- Parts of the exercise -
1 > Pull from the corn market commentary the passage from "- The 2024 corn" to "and futures market.", word for word.
2 > Turn the entries from the line with "[tag] grey captain" to the line with "Target: grey captain armband" into a numbered list, skipping any blank lines.

- The 2024 corn market posted a solid rally to close out the month of March, with strong gains seen in both the National Corn Index and futures market.
- We've seen this before, though, as the same scenario played out back in 2014.
- Fundamentally the market hasn't changed, with futures spreads neutral-to-bearish for old-crop, neutral-to-bullish for new-crop.
Happy. My guess is that’s how most corn market bulls went home last Thursday given Watson’s[i] reaction following USDA’s quarterly Grain Stocks and Prospective Plantings reports. Note I didn’t say “reaction to” the reports, but “reaction following”. What’s the difference? If I can read what the various markets are saying about real fundamentals well in advance of the release of government numbers, so can Watson. Why more folks in the industry don’t understand that is beyond me, but it is what it is. To quickly recap: The National Cash Indexes, including corn, told us available stocks-to-use were much larger at the end of February than they were a year ago. USDA’s grain stocks figures agreed. The Nov24 soybean/Dec24 corn futures spread from September through February told us soybeans were buying planted area away from corn. Again, USDA’s prospective plantings guesses concurred. Yet, so many in the industry simply don’t, can’t understand the logic of watching markets. So they went home happy as March came to an end.
April could be a key month in deciding if King Corn[ii] has turned bullish. If you’ve been following along with my commentary you’ll recall I’m tracking the National Corn Index (ICY00), the national average cash price and intrinsic value of the market, watching as it continues to follow the path laid out from 2010 through 2014. A decade ago, the NCI rallied from a January low near $3.94 to an April high just short of $4.57 before falling back to a low of $2.8150 during October. This time around, the NCI is showing a February low near $3.8025 before finishing March near $4.1825. Based on monthly closes only, looking at the September 2020 through 2024 so far, the correlation with September 2010 through September 2014 is running at 78%. While I don’t believe analogous years, or sets of years exist, I do see there continues to be a close relationship between the two time frames that casts at least a shadow of warning on getting too bullish too fast.

- Records for processing -
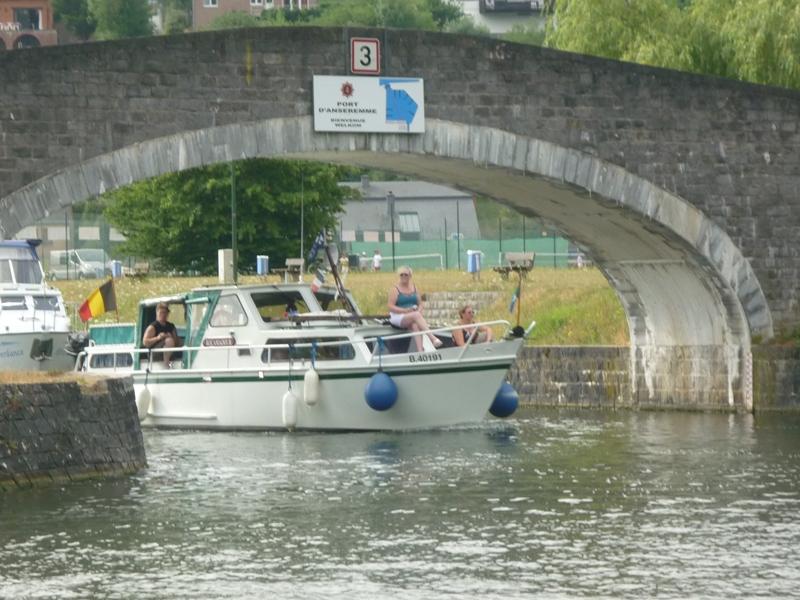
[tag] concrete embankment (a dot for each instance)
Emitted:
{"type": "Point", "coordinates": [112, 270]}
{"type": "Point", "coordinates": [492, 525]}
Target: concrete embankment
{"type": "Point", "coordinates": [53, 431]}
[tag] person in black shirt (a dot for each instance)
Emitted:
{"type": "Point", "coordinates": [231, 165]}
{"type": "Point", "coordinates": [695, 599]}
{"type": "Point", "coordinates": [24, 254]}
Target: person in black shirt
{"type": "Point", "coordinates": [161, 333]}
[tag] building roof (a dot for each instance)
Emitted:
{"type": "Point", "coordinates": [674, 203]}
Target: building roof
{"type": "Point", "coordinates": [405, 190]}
--
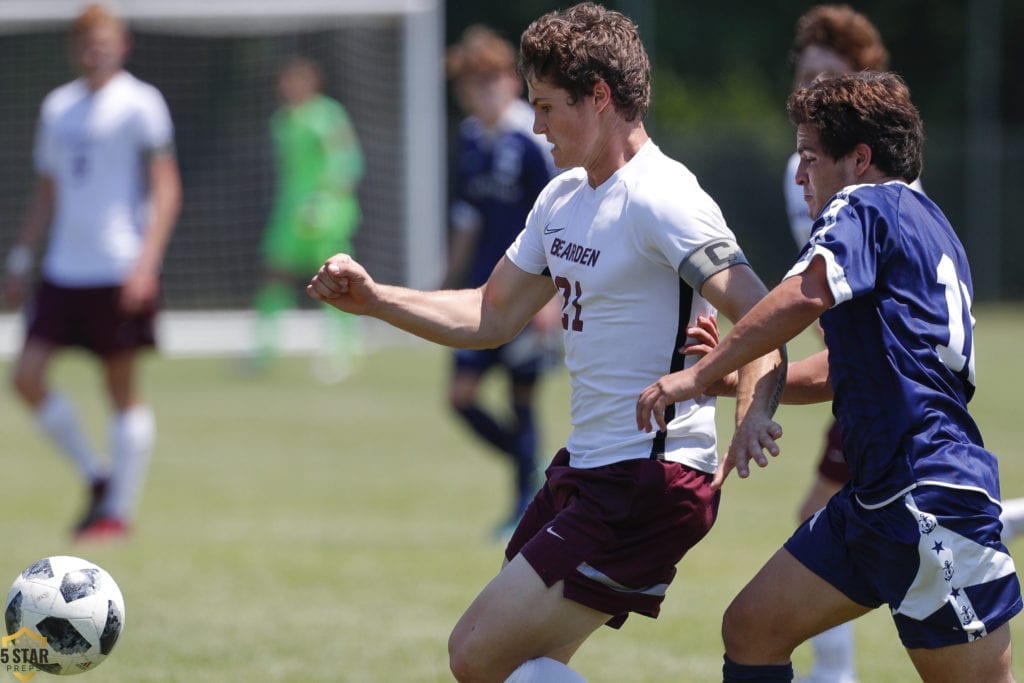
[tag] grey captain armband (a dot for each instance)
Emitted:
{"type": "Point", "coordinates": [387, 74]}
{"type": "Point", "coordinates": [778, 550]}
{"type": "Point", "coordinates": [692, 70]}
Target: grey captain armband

- Answers for the exercise -
1 >
- The 2024 corn market posted a solid rally to close out the month of March, with strong gains seen in both the National Corn Index and futures market.

2 >
1. [tag] grey captain armband (a dot for each instance)
2. Emitted:
3. {"type": "Point", "coordinates": [387, 74]}
4. {"type": "Point", "coordinates": [778, 550]}
5. {"type": "Point", "coordinates": [692, 70]}
6. Target: grey captain armband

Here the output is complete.